RAW RECORDS

########

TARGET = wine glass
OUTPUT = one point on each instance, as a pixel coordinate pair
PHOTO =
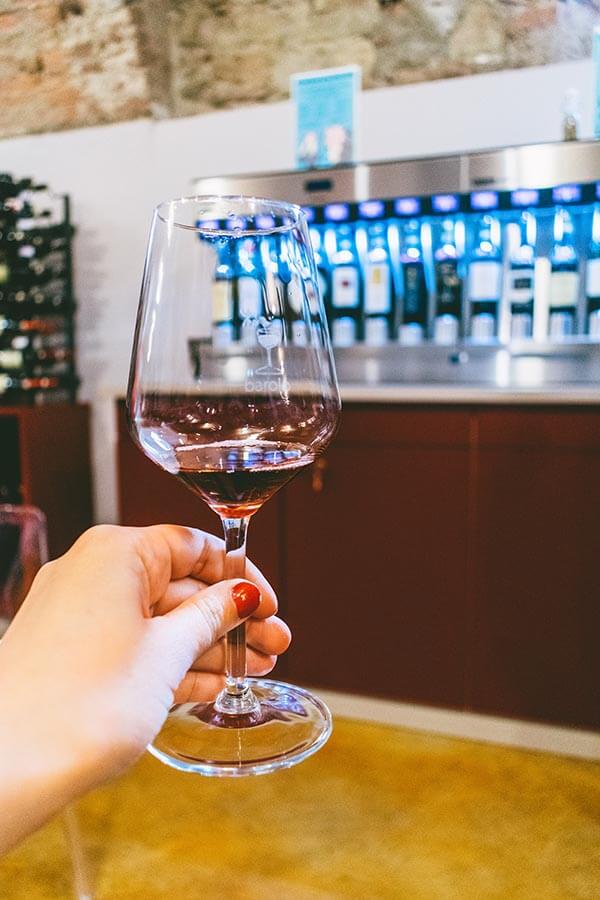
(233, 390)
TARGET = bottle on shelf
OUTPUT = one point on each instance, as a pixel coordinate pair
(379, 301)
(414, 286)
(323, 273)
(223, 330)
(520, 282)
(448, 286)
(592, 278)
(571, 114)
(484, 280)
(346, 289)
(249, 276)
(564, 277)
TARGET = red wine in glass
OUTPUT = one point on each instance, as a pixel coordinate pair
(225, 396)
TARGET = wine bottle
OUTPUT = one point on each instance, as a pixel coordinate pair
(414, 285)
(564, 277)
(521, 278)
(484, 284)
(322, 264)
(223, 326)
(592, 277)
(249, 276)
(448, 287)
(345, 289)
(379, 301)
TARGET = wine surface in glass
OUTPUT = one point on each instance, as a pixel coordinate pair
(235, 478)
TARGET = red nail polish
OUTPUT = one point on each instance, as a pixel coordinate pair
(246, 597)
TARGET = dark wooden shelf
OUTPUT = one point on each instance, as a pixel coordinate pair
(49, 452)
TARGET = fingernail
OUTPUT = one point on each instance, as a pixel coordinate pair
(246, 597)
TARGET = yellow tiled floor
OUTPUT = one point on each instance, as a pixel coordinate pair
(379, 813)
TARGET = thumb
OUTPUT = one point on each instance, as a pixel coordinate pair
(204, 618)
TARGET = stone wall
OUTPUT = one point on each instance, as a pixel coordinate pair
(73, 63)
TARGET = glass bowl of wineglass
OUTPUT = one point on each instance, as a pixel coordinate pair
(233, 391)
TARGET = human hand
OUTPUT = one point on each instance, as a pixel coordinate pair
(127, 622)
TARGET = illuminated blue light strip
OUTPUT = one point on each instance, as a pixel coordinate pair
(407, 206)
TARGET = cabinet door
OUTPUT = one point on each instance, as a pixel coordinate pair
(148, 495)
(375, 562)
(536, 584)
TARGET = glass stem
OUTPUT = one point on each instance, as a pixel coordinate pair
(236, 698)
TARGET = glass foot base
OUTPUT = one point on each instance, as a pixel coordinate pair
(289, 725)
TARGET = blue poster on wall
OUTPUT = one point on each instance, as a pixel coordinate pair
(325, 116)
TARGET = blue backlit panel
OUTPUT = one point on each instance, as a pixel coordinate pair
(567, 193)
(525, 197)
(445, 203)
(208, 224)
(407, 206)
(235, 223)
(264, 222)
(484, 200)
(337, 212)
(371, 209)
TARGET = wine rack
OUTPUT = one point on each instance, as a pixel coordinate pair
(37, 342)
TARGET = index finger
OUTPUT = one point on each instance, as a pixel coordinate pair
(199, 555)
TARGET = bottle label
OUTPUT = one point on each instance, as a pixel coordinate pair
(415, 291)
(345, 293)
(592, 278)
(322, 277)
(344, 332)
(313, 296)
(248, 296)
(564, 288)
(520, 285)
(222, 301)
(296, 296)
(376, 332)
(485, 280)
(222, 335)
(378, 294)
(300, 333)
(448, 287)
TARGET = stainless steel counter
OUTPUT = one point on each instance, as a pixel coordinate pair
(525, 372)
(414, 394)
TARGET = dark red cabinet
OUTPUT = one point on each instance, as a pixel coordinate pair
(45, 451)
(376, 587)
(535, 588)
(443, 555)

########

WHAT THIS TASK INVOLVES
Return all of the material above verbatim, line for line, but omit the pictures.

EXERCISE OUTPUT
TARGET = wine glass
OUTPUT = one point on each instance, as a pixel coordinate pair
PHOTO =
(233, 390)
TARGET = bottle on shelf
OUTPUT = one point on each instance, as a pixel coordinate pair
(379, 301)
(414, 286)
(323, 273)
(223, 330)
(520, 282)
(448, 286)
(592, 278)
(571, 114)
(484, 280)
(346, 289)
(249, 276)
(564, 277)
TARGET = red wine in glass
OUTPUT = one point on each instance, as a pixel coordinate pair
(225, 396)
TARGET = wine bottle
OUTPUT = one point on each instance, as a pixel coordinate pair
(414, 285)
(564, 277)
(521, 278)
(484, 284)
(322, 264)
(223, 326)
(592, 277)
(249, 276)
(448, 287)
(345, 289)
(379, 301)
TARGET = wine surface in glass
OUTPUT = one point on each instance, as a pixel coordinate pair
(235, 478)
TARGET = red nail polish
OUTPUT = one point on each instance, as a pixel coordinate pair
(246, 597)
TARGET = dark wooden shelf
OUTPUT = one point on each instance, as a pixel coordinate pair
(49, 452)
TARGET = fingernail
OUTPUT = one point on each instance, as a pixel coordinate pair
(246, 597)
TARGET = yellow tiled floor
OUTPUT = one point on each instance, as a pixel coordinate pair
(379, 813)
TARGET = thumb
OUTPUT = one point on each instance, as a pixel coordinate pair
(204, 618)
TARGET = stone wall
OUTPUT = one point on each instance, as a pixel coordinate pair
(73, 63)
TARGET = glass bowl of wineglass
OUTPUT = one point on each instance, as a pixel coordinate pair
(233, 391)
TARGET = human hand
OUTPUT = one point on each instance, as a pixel coordinate pair
(127, 622)
TARGET = illuminated blue light strip
OUTPUT = one point on each instance, as a pixel coordinate pair
(407, 206)
TARGET = cabinet door
OUTPUT = one point on each instance, as a pixel coordinate pair
(148, 495)
(375, 562)
(536, 584)
TARGET = glass stem
OUTPUT = one point on each instance, as a pixel coordinate pair
(236, 698)
TARGET = glass foot base
OUTPUT = one point on each instance, as a pixel coordinate pair
(289, 725)
TARGET = blue poster on wall
OUTPUT = one point on each instance, as a pixel coordinate pair
(325, 116)
TARGET = blue backlit panel
OUTPUT = one point on each instance, as a pixel coordinate pair
(567, 193)
(525, 197)
(445, 203)
(208, 224)
(407, 206)
(235, 223)
(264, 222)
(484, 200)
(337, 212)
(371, 209)
TARGET = wine rack
OUTPUT = one point on each instance, as a pixel coordinate pair
(37, 342)
TARGET = index finger
OUTPUT = one point on each instance, as a pixel coordinate pair
(199, 555)
TARGET = bottle label
OUTPUT = one point on each instance, as a pixel coordinate pair
(415, 291)
(345, 293)
(592, 278)
(322, 277)
(344, 332)
(313, 296)
(248, 296)
(564, 288)
(520, 285)
(222, 301)
(296, 296)
(376, 332)
(485, 280)
(222, 335)
(378, 294)
(300, 333)
(448, 287)
TARGET = stainless steel counter
OUTPUT = one point on each instance, as a pixel coordinate pair
(525, 372)
(414, 394)
TARGET = dark red cabinet
OUTPUT = one point on each instance, as a pixel coordinate pair
(45, 451)
(376, 587)
(535, 588)
(443, 555)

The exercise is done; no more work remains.